TO DO -
• A. In the passage about Évariste Galois' family, on what date was Théodore Michel Galois appointed captain in the line infantry?
• B. Carry on the passage about Évariste Galois' family from its last sentence.

SELECTED EXTRACT -
Évariste Galois' family

Évariste Galois' father was Nicolas-Gabriel Galois who was born on 3 December 1775 in Ris-Orangis, Paris, and died on 2 July 1829 in Paris. He was the son of Jacques Olivier Galois (1742-1806), and Marie Jeanne Deforge. Nicolas-Gabriel was one of six children having siblings Marie Anne Olivier Galois (born 3 November 1768), Marie Antoinette Galois (born 20 October 1770), Théodore Michel Galois (born on 14 March 1774), Maria Pauline Galois (born 7 September 1778) and Jacques Antoine Raphaël Galois (born 1781). The schools of Bourg La Reine had, before the French Revolution, been run by the Church but these were abolished following the Revolution. The Galois family ran a school in Bourg La Reine which flourished, particularly after the Church schools were closed down. Both Nicolas-Gabriel and his brother Théodore Michel were strong supporters of the Emperor Napoleon and this led to Théodore Michel becoming an officer in the Imperial Guard. He was appointed second lieutenant to the Grenadiers of the Imperial Guard on 13 January 1804, assigned to the Grenadier Fusiliers with the rank of first lieutenant on 16 February 1807, and was appointed captain in the line infantry on 29 May 1809. Nicolas-Gabriel Galois, who wrote poetry and plays, chose a different career, deciding to take over the running of the family school in Bourg La Reine.

Collected data entries:
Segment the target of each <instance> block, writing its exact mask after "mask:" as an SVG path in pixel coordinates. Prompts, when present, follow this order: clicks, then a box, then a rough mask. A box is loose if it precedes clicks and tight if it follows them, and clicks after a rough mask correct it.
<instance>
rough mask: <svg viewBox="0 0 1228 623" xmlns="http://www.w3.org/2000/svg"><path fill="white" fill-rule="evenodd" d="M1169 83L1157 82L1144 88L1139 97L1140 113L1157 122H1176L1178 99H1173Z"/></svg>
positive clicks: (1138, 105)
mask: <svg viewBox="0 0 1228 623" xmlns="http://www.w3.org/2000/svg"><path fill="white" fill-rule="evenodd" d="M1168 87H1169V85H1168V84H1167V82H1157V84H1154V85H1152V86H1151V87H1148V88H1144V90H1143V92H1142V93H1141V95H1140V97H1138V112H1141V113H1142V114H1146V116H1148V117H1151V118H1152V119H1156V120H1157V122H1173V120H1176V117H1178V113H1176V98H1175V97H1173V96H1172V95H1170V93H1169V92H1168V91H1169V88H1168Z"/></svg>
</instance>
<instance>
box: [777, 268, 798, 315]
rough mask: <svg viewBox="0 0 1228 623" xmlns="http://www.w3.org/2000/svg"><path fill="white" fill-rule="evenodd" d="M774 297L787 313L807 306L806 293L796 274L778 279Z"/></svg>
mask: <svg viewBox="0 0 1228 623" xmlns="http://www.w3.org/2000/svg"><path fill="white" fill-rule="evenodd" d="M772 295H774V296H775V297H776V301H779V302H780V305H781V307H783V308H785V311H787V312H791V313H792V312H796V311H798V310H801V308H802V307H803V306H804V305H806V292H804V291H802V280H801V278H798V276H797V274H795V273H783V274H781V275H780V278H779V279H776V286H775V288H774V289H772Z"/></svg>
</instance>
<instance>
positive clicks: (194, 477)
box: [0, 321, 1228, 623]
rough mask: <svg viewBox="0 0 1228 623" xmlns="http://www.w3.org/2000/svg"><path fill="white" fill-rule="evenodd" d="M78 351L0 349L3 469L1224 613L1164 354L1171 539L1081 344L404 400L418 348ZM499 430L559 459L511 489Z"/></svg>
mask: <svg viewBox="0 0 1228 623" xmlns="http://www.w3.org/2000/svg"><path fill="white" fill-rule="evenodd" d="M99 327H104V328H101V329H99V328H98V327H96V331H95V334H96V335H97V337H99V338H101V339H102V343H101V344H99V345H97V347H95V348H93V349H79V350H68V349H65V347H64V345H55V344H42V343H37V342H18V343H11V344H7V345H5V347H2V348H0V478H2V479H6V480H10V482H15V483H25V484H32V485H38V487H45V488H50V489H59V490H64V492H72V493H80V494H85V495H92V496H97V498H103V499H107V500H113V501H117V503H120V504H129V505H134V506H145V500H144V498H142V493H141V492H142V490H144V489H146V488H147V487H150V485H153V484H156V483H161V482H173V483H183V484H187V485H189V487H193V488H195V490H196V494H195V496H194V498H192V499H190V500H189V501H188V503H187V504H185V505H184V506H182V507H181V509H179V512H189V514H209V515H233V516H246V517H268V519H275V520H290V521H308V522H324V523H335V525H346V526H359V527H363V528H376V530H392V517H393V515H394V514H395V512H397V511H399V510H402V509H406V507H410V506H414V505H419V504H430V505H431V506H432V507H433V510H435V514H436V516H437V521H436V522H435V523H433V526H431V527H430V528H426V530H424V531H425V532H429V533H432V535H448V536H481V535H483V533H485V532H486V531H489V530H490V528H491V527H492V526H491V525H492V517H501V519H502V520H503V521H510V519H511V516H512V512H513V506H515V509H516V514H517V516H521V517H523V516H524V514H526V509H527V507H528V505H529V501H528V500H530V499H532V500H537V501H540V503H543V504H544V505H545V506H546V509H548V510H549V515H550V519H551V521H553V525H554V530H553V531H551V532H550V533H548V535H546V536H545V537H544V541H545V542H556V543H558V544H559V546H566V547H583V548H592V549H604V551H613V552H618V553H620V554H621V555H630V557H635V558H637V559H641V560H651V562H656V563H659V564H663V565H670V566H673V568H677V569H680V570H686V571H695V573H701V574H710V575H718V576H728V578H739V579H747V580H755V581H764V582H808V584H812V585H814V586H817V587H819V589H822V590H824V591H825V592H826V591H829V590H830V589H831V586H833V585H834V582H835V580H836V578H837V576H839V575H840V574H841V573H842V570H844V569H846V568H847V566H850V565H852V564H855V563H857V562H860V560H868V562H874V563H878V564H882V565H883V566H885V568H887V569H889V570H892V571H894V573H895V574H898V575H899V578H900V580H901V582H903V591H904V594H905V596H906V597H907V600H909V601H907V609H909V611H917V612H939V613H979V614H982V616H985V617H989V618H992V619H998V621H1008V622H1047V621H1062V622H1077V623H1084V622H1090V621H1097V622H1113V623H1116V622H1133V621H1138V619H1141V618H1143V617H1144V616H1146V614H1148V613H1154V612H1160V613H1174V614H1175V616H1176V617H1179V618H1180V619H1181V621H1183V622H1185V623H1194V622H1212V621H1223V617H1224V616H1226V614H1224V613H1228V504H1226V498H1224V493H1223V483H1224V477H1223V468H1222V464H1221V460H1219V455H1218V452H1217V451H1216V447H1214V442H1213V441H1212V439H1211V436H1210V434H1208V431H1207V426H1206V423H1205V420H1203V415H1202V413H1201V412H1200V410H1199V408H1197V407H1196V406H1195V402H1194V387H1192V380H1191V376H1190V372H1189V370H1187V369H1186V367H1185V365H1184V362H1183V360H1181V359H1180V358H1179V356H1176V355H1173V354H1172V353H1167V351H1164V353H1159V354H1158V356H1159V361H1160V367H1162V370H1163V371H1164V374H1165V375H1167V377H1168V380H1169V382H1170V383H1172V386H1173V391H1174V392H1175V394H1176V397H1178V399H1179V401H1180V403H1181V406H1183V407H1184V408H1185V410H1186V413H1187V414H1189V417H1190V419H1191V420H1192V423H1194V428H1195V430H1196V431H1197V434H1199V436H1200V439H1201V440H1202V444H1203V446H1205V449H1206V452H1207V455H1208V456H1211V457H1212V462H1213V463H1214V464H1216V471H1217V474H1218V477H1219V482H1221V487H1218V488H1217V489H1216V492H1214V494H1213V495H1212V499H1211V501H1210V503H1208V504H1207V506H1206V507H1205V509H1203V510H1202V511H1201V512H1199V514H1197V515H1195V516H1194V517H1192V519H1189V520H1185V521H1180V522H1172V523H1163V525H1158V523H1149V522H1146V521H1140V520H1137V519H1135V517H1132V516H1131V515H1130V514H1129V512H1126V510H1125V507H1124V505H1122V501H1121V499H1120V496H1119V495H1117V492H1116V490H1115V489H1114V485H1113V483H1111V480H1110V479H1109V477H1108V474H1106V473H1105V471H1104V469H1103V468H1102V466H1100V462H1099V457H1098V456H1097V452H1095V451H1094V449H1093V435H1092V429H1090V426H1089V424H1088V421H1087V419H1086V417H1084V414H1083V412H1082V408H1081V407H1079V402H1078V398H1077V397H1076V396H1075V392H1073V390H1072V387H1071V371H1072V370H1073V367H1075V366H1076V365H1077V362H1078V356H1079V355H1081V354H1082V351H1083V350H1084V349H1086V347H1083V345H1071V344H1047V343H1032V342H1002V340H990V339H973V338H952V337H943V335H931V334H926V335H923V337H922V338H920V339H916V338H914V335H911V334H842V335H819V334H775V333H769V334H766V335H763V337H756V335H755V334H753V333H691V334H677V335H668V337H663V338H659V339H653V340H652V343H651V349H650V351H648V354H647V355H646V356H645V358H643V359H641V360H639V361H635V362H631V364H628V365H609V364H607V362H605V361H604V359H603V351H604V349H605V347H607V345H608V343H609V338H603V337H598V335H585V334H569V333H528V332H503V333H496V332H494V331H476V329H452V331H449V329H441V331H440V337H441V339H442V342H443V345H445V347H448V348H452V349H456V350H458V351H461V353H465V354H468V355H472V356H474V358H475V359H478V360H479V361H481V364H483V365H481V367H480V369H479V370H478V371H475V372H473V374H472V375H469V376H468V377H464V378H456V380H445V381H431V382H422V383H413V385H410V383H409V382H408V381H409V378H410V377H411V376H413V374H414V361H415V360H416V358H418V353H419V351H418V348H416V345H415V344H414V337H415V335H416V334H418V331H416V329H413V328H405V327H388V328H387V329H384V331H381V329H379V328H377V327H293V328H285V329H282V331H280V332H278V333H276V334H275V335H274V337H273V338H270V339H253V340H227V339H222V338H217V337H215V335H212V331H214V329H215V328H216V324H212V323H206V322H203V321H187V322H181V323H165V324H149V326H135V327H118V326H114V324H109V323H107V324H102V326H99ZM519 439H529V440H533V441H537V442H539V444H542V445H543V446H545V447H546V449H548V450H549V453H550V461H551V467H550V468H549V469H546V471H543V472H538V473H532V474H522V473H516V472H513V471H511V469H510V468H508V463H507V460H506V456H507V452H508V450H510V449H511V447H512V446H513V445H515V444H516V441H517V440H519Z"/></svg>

RESULTS FOR THE EXERCISE -
• A. 29 May 1809

• B.
On 24 February 1808 Nicolas-Gabriel married Adélaide-Marie Demante at Bourg La Reine. Adélaide-Marie was born on 9 July 1788 in Bourg La Reine to Thomas François Demante (1752-1823) and Marie Elisabeth Thérèse Durand. The Demante family had a home across the main street, the Rue Grande, from the Galois family and although Thomas François was 23 years older than Nicolas-Gabriel, the two had been close friends for many years. The Demante family also owned a house on the rue Jean de Beauvais in Paris. Thomas François had studied law at the Sorbonne and was a presiding judge. He was a passionate Latinist and had taught his daughter Adélaide-Marie philosophy, literature and other topics giving her a solid classical education. She was a very intelligent woman with a strong generous character. Nicolas-Gabriel and Adélaide-Marie Galois had three children, Nathalie Théodore Galois (born 27 September 1808), Évariste Galois (born 25 October 1811) and Alfred Galois (born 17 December 1814). Nathalie Théodore was named after her uncle Théodore Michel Galois who at the time of her birth was fighting in the French military campaigns. Nicolas-Gabriel registered the birth of his son Évariste on 26 October, the day after he was born, and chose the name Évariste since 26 October is the day of Saint Évariste, an early pope and Christian martyr.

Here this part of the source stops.